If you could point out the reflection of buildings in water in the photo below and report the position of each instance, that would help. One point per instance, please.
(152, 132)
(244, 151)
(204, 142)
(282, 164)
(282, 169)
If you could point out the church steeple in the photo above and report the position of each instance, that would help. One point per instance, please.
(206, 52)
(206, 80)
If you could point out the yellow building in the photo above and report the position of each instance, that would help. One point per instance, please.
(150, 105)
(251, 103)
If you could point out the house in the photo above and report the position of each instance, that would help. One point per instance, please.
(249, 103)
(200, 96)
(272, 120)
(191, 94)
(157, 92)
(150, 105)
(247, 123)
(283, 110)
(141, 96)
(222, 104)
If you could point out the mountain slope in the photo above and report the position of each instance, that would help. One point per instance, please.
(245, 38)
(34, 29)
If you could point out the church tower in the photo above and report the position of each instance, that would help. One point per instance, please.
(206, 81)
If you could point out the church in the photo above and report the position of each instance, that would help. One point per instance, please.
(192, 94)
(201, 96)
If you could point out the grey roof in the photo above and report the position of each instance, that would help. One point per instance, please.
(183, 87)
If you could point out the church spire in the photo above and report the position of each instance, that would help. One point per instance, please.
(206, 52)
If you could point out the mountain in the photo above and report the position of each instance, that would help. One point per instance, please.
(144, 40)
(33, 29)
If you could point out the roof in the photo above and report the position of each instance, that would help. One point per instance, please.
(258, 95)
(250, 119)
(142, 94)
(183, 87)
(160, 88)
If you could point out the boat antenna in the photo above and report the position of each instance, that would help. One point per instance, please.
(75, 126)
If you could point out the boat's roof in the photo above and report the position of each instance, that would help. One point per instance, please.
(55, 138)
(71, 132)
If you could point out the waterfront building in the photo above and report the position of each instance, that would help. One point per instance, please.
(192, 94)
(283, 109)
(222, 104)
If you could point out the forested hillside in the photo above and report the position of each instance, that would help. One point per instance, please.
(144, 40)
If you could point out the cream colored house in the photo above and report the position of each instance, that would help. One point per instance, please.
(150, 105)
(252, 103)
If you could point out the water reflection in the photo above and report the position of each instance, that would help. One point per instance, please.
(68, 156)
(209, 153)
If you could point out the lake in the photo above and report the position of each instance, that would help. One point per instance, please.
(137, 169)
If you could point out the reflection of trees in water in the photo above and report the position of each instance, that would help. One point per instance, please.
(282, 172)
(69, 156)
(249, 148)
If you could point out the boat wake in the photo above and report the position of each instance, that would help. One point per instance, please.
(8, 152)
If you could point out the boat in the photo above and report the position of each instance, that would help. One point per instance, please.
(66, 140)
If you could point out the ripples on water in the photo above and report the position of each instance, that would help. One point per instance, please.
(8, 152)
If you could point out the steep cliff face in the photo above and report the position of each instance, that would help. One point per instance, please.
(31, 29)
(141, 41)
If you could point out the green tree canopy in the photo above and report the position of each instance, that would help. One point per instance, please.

········

> _Objective_
Copy each of the items above word for word, keeping them in their original order.

> _The answer_
If you could point out the reflection of buildings in water in the photo below and report the position of each instance, that would help. One point per instance, please.
(152, 132)
(244, 151)
(204, 142)
(282, 164)
(282, 169)
If you could point out the church steeple in the photo above and report the position of each instance, that would help. One point per instance, please.
(206, 52)
(206, 80)
If you could point out the yellow building in the photo above and report the position of each instance, that would help. One point per instance, please.
(150, 105)
(251, 103)
If you could point out the house in the photo above and report the position of each instance, that would help. One point per instance, please.
(249, 103)
(200, 96)
(272, 120)
(191, 94)
(157, 92)
(150, 105)
(247, 123)
(283, 110)
(141, 96)
(222, 104)
If you could point out the mountain slope in the photo above and report the position of each instance, that would help. One point per instance, please.
(245, 38)
(34, 29)
If you could point out the church tower in the photo above and report the position of each instance, that would help. One point per instance, please.
(206, 81)
If you could point out the church in the photo above and report the position of each instance, that would help. One point per instance, please.
(192, 94)
(201, 96)
If you could point out the grey roof in the photo above and report the position of each instance, that would help. One point per instance, please.
(183, 87)
If you could point out the church spire in the photo above and report the position of each instance, that would help. One point per instance, please.
(206, 52)
If you could point out the mountain in the photo above and report the position of each instance, that would help. One point per instance, please.
(144, 40)
(33, 29)
If you could point out the roof in the photo above and report the position of each instance, that would help. One point per instance, please.
(258, 95)
(250, 119)
(142, 94)
(183, 87)
(160, 88)
If you could point out the boat antenna in the photo above and report the position of each instance, that would help. One point per instance, please.
(75, 126)
If you could point out the boat's roof in the photo above and report the position of each instance, that would help. One point per instance, please.
(55, 138)
(71, 132)
If you could point out the waterfront building in the photo above and report the position of each instance, that would help. One point per instance, please.
(192, 94)
(283, 109)
(222, 104)
If you could point out the forested hillside in the photo above and report the position of each instance, that would help. One point per instance, please.
(144, 40)
If you could point out the cream colored house in the photo above and report the position of each instance, that would help. One point per instance, please.
(150, 105)
(252, 103)
If you could point out the water reflection in the photo above and report the position of each instance, that would help. One point per instance, please.
(68, 156)
(209, 153)
If you could point out the lake in the photo above and report the position of each instance, that would help. One point per instance, please.
(137, 169)
If you could point out the reflection of trees in water in the photo above and report the position of each instance, that would help. One point per instance, please.
(282, 172)
(69, 156)
(249, 148)
If you could point out the boat wake in the photo above and report the position of each instance, that would help. One point per instance, please.
(8, 152)
If you could point out the boat in the photo above and report the position of each instance, that would help. One point per instance, please.
(66, 140)
If you could point out the ripples on water in the photo above and report the position of each instance, that would help. One point per instance, please.
(8, 152)
If you could point out the steep cliff face in the photo above and report the position of each instance, that would help. One point per instance, please.
(31, 29)
(141, 41)
If you could point out the green tree canopy in the photo above and report the position of each instance, that would help. One point per instance, please.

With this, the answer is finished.